- **Instructions to follow**: Repeat, exactly and in full, the lines of the listing below, but without any pictures.

- **Information provided**:
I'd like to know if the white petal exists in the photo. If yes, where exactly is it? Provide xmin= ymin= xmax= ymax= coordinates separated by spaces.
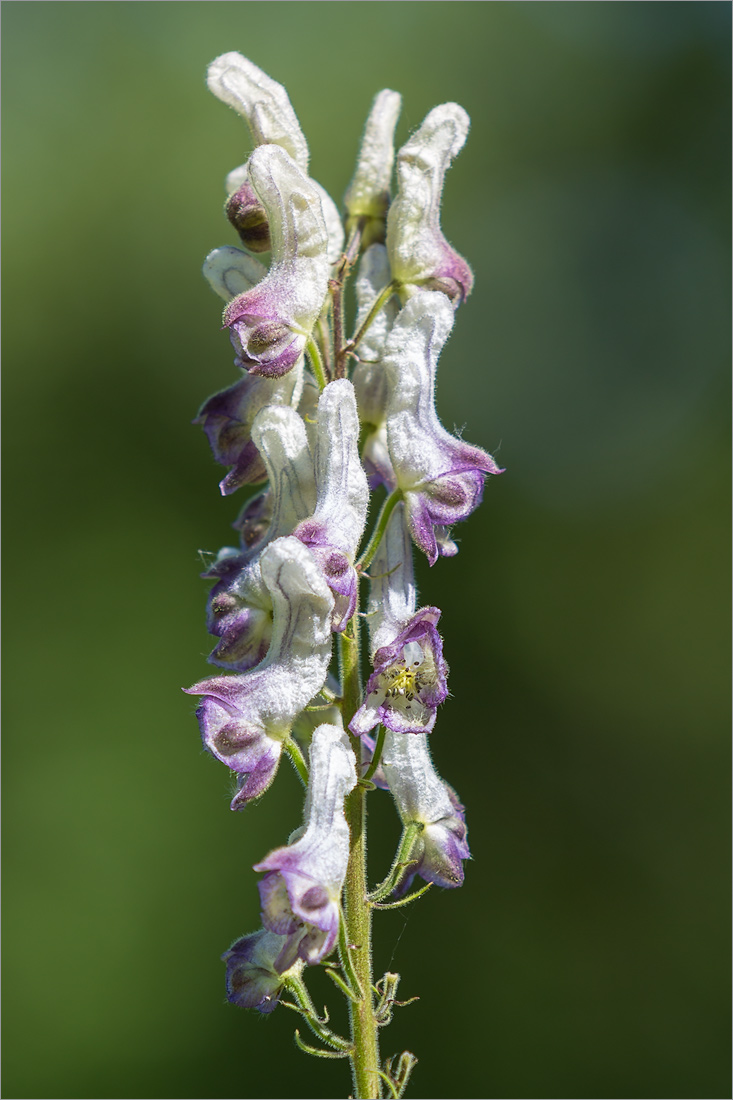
xmin=203 ymin=246 xmax=268 ymax=302
xmin=367 ymin=502 xmax=416 ymax=654
xmin=345 ymin=89 xmax=402 ymax=221
xmin=251 ymin=404 xmax=316 ymax=539
xmin=381 ymin=728 xmax=456 ymax=826
xmin=207 ymin=53 xmax=309 ymax=171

- **Task response**:
I'd like to know if the white petal exists in the photo. If yes, where exactly is it? Provide xmin= ymin= xmax= ymax= coordinates separated by spaces.
xmin=203 ymin=246 xmax=268 ymax=302
xmin=367 ymin=502 xmax=416 ymax=654
xmin=345 ymin=89 xmax=402 ymax=221
xmin=251 ymin=404 xmax=316 ymax=539
xmin=381 ymin=728 xmax=456 ymax=826
xmin=207 ymin=53 xmax=309 ymax=171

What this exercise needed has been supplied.